§ **TASK INSTRUCTIONS**
Copy out each line of the data that holds the string "mountain".

§ **DATA FOR PROCESSING**
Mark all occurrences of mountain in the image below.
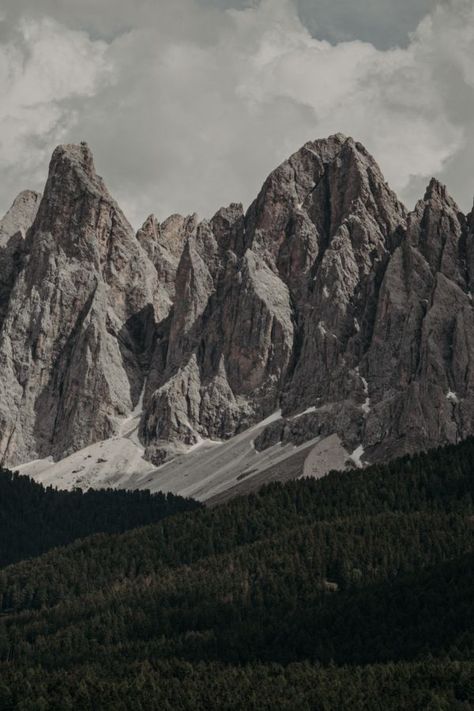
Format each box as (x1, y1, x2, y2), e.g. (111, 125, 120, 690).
(0, 467, 201, 568)
(2, 135, 474, 497)
(0, 437, 473, 709)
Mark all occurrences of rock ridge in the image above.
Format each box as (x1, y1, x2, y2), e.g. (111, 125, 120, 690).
(1, 135, 474, 478)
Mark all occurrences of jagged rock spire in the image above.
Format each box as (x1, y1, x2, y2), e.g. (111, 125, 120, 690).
(0, 190, 41, 246)
(1, 136, 474, 477)
(0, 143, 159, 465)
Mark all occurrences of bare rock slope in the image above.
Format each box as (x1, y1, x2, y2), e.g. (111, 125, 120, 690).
(3, 135, 474, 495)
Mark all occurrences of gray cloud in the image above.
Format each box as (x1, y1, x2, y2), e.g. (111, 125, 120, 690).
(1, 0, 474, 229)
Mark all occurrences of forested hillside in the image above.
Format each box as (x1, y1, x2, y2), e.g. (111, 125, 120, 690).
(0, 469, 201, 567)
(0, 438, 473, 709)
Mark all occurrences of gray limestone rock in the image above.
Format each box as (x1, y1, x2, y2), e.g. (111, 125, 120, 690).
(0, 190, 42, 330)
(0, 144, 159, 465)
(2, 135, 474, 479)
(0, 190, 41, 246)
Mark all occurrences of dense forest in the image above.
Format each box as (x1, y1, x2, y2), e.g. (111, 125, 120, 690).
(0, 469, 201, 567)
(0, 438, 473, 709)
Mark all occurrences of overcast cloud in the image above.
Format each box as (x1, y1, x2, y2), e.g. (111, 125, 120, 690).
(0, 0, 473, 227)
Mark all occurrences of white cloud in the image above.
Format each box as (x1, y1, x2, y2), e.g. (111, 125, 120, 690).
(0, 17, 111, 209)
(1, 0, 474, 228)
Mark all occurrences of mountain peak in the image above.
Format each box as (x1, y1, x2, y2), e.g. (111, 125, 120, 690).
(1, 135, 474, 494)
(0, 190, 42, 246)
(423, 177, 452, 203)
(247, 133, 405, 269)
(141, 213, 159, 232)
(52, 141, 94, 164)
(11, 189, 42, 204)
(20, 142, 142, 280)
(47, 142, 99, 194)
(300, 133, 375, 167)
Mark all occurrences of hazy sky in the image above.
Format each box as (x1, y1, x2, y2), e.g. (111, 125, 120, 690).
(2, 0, 474, 228)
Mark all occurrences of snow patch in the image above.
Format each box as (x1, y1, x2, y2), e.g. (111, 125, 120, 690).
(186, 434, 206, 453)
(291, 406, 317, 420)
(354, 369, 370, 414)
(350, 445, 365, 468)
(186, 433, 223, 453)
(247, 409, 282, 432)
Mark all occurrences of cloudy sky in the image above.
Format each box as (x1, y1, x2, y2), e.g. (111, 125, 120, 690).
(1, 0, 474, 227)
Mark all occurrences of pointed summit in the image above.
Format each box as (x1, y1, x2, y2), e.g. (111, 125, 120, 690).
(136, 212, 190, 310)
(0, 190, 42, 246)
(251, 134, 405, 235)
(245, 134, 406, 287)
(46, 143, 100, 196)
(52, 141, 95, 169)
(406, 177, 466, 285)
(424, 177, 448, 201)
(46, 142, 109, 196)
(0, 142, 160, 466)
(422, 178, 461, 213)
(30, 142, 136, 266)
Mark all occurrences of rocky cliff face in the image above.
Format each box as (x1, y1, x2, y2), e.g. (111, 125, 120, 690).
(1, 135, 473, 476)
(0, 144, 159, 464)
(0, 191, 42, 331)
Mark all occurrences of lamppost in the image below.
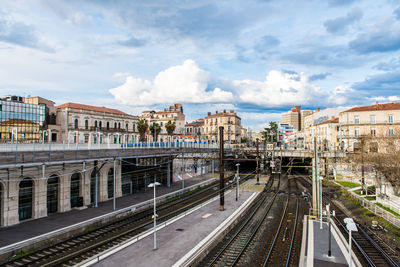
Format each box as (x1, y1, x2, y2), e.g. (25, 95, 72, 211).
(148, 182, 161, 250)
(235, 163, 240, 201)
(344, 218, 358, 267)
(326, 204, 335, 257)
(319, 176, 324, 229)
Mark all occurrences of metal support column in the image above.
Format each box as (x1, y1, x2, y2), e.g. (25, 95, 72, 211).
(113, 159, 116, 211)
(167, 160, 171, 187)
(312, 137, 318, 217)
(219, 126, 224, 211)
(256, 138, 259, 185)
(94, 160, 98, 208)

§ **OUTPUT OF THE EXERCISE**
Mark all occurrences of mountain in the image below.
Mark all occurrences of mountain peak in the image above.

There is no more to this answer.